## What to work on
Pick out and copy every line of the records that contains the word "truck". Case counts.

--- Start ---

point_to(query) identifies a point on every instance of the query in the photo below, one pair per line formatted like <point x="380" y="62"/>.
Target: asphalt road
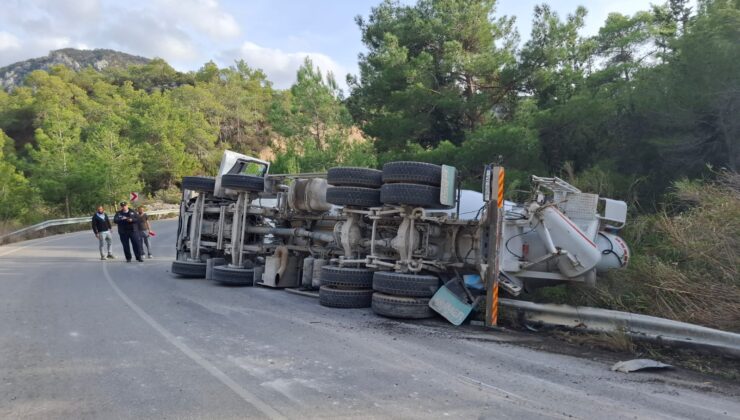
<point x="84" y="338"/>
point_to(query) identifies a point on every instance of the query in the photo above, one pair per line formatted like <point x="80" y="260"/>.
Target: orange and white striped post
<point x="494" y="223"/>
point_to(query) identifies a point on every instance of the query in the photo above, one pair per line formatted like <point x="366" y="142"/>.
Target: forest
<point x="647" y="110"/>
<point x="651" y="99"/>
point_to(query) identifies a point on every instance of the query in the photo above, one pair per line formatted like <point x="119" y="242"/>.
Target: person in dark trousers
<point x="101" y="228"/>
<point x="128" y="230"/>
<point x="144" y="230"/>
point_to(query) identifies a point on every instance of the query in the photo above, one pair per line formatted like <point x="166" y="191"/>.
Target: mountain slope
<point x="13" y="75"/>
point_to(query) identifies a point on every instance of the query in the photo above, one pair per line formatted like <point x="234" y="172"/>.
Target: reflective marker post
<point x="494" y="191"/>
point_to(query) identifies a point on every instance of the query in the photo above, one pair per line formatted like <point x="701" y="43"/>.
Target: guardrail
<point x="638" y="326"/>
<point x="74" y="220"/>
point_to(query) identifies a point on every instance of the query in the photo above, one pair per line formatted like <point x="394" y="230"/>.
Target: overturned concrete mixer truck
<point x="387" y="239"/>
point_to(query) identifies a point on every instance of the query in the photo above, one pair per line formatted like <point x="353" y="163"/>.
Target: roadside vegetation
<point x="647" y="110"/>
<point x="685" y="262"/>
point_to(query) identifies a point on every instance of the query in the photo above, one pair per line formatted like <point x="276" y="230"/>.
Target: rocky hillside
<point x="13" y="75"/>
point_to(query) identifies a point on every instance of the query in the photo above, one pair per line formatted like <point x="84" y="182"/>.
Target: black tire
<point x="412" y="285"/>
<point x="355" y="177"/>
<point x="243" y="182"/>
<point x="199" y="183"/>
<point x="411" y="194"/>
<point x="357" y="278"/>
<point x="233" y="276"/>
<point x="345" y="298"/>
<point x="401" y="307"/>
<point x="189" y="269"/>
<point x="353" y="196"/>
<point x="412" y="173"/>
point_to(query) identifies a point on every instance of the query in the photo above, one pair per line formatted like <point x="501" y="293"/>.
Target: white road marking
<point x="67" y="236"/>
<point x="197" y="358"/>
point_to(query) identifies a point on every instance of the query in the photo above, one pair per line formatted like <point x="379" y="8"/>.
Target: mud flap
<point x="453" y="301"/>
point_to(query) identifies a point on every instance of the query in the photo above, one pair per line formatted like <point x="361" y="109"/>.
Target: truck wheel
<point x="412" y="173"/>
<point x="358" y="278"/>
<point x="411" y="194"/>
<point x="354" y="177"/>
<point x="353" y="196"/>
<point x="243" y="182"/>
<point x="413" y="285"/>
<point x="198" y="183"/>
<point x="344" y="298"/>
<point x="189" y="269"/>
<point x="401" y="307"/>
<point x="233" y="276"/>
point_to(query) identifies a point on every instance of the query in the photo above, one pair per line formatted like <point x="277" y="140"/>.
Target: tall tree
<point x="432" y="71"/>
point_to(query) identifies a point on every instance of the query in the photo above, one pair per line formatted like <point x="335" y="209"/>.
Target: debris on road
<point x="639" y="364"/>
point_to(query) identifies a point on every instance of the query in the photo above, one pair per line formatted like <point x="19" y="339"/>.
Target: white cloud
<point x="204" y="15"/>
<point x="281" y="66"/>
<point x="141" y="33"/>
<point x="9" y="41"/>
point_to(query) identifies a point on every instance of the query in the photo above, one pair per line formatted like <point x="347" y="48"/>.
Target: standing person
<point x="144" y="229"/>
<point x="101" y="227"/>
<point x="128" y="231"/>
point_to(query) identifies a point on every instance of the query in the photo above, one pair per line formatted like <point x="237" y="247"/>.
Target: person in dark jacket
<point x="144" y="229"/>
<point x="128" y="230"/>
<point x="101" y="228"/>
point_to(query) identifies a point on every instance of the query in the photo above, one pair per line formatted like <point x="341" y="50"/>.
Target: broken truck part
<point x="391" y="238"/>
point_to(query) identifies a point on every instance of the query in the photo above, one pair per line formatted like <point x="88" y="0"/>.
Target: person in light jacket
<point x="101" y="228"/>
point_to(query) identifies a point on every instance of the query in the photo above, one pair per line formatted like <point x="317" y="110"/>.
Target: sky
<point x="274" y="35"/>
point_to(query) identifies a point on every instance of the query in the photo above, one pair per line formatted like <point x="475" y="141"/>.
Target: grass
<point x="685" y="260"/>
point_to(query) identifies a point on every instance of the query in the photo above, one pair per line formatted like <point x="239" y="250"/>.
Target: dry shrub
<point x="685" y="259"/>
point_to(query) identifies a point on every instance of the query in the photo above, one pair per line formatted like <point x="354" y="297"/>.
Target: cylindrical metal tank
<point x="614" y="252"/>
<point x="308" y="195"/>
<point x="560" y="233"/>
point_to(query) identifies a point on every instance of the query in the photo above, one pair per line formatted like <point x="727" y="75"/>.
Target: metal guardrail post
<point x="637" y="326"/>
<point x="494" y="215"/>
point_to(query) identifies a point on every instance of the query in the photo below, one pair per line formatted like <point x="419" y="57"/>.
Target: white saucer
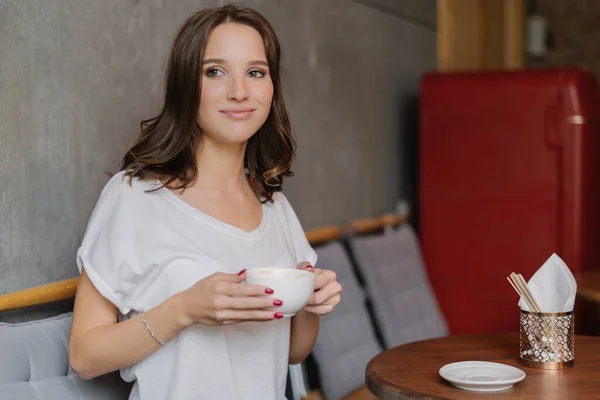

--- End ---

## The completed task
Target: overturned concrete mixer truck
Target: truck wheel
Target: broken truck part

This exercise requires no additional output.